**Document section**
Stockholm: Nokia Siemens Networks, trying to sustain nascent sales growth in the cut-throat phone-equipment industry, is targeting the United States market where Chinese rivals face political hurdles and rising data use entices carriers to spend.
The venture owned by Nokia and Siemens is forgoing less lucrative deals in Africa and the Middle East to focus on the US, Rajeev Suri, chief executive. said last week in an interview. In a shrinking global network-gear market, US demand is rising as AT& and other carriers add capacity.
Suri, into his fourth year as chief executive, is trying to find areas of strength for the venture that last month posted its first quarterly sales increase and profit since last year. Chinese rivals Huawei Technologies and ZTE, which have made gains globally, are struggling to win orders in the US as the country's officials advice against buying from them.
"The industry is a tough place," Suri said in Munich. "The US is certainly an opportunity so we'll be there." Equipment for faster networks allowing consumers to watch video and browse the Web on their mobile devices helped Espoo, Finland-based Nokia Siemens boost sales in the Asia Pacific region 29 per cent last quarter, driven by South Korea and Japan.
Sales in North America fell 6 per cent, a trend it is now trying to reverse by ramping up marketing spending and tapping the rising demand for data services.
Nokia Siemens vies with Huawei for the second spot in the global wireless-gear market behind Ericsson AB of Sweden.
While cheaper equipment has helped Huawei and ZTE gain market share in Europe and Asia, US carriers have so far been wary of awarding them large contracts.
The two companies, China's largest phone-equipment makers, provide opportunities for Chinese intelligence services to tamper with US telecommunications networks for spying, the US House of Representatives Intelligence Committee said in a report, advising against using their gear. China's commerce minister this month rejected the US concerns.
Nokia Siemens may also benefit from another rival's woes. Alcatel-Lucent, traditionally strong in the US because it was formed through a merger of Murray Hill, New Jersey-based Lucent Technologies and Alcatel, is weighing asset sales to cope with mounting losses that sent its stock to a 23-year low.

**How to complete this task**
Summarize the article on Nokia Siemens Networks in two sentences. The lines after the article are separate material and unrelated to it.

**Records shown**
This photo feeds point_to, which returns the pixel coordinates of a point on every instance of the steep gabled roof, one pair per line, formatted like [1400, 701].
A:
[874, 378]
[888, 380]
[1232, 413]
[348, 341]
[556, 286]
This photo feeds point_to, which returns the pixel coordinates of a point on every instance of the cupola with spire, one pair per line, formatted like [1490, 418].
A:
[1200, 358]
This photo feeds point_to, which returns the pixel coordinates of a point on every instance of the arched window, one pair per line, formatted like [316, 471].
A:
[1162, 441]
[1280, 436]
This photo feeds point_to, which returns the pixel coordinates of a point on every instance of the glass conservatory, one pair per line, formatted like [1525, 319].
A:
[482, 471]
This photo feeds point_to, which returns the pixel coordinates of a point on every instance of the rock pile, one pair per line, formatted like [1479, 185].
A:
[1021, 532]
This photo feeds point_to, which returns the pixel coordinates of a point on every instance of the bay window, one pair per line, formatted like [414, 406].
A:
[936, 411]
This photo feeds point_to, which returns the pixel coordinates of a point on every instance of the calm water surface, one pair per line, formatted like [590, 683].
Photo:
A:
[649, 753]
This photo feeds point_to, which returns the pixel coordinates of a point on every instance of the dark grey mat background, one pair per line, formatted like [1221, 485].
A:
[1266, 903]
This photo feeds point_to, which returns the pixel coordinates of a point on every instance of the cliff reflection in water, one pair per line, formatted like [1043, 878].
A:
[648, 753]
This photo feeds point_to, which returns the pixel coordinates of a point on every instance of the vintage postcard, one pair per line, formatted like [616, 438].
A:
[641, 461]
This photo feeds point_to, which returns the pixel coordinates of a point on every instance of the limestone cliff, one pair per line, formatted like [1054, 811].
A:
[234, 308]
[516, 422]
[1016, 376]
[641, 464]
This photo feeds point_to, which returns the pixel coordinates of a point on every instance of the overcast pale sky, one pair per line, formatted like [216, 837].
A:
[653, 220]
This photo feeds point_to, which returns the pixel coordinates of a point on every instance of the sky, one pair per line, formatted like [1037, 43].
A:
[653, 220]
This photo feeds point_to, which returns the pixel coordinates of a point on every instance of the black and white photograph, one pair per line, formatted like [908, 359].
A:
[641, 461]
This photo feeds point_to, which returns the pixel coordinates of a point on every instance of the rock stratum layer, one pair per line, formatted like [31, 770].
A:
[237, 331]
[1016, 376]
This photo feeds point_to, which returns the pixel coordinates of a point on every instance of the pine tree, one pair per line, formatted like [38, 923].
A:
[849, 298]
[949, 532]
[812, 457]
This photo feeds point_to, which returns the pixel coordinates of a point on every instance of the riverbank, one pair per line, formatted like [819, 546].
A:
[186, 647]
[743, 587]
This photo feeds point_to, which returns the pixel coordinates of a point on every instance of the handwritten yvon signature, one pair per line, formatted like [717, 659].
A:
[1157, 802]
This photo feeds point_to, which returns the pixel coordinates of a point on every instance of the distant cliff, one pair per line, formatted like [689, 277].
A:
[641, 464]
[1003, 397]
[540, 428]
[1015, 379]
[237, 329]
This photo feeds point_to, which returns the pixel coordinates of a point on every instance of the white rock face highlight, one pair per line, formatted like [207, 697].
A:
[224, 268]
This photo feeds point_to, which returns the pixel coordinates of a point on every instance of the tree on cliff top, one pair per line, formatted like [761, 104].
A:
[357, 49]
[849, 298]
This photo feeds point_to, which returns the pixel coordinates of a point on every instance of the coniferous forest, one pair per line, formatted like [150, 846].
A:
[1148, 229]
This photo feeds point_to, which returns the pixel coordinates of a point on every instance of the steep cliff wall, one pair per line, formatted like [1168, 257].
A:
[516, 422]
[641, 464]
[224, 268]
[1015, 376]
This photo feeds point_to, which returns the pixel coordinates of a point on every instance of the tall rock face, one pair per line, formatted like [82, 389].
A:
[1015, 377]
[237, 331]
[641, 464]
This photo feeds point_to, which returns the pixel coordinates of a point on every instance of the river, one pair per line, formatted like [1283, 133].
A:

**Written reply**
Nokia Siemens Networks, owned by Nokia and Siemens, is forgoing less lucrative deals in Africa and the Middle East to target the US, where demand for network gear is rising and Chinese rivals Huawei and ZTE face political hurdles. After posting its first quarterly sales increase and profit since last year, the company is trying to reverse a 6 percent drop in North American sales by ramping up marketing spending and tapping rising demand for data services.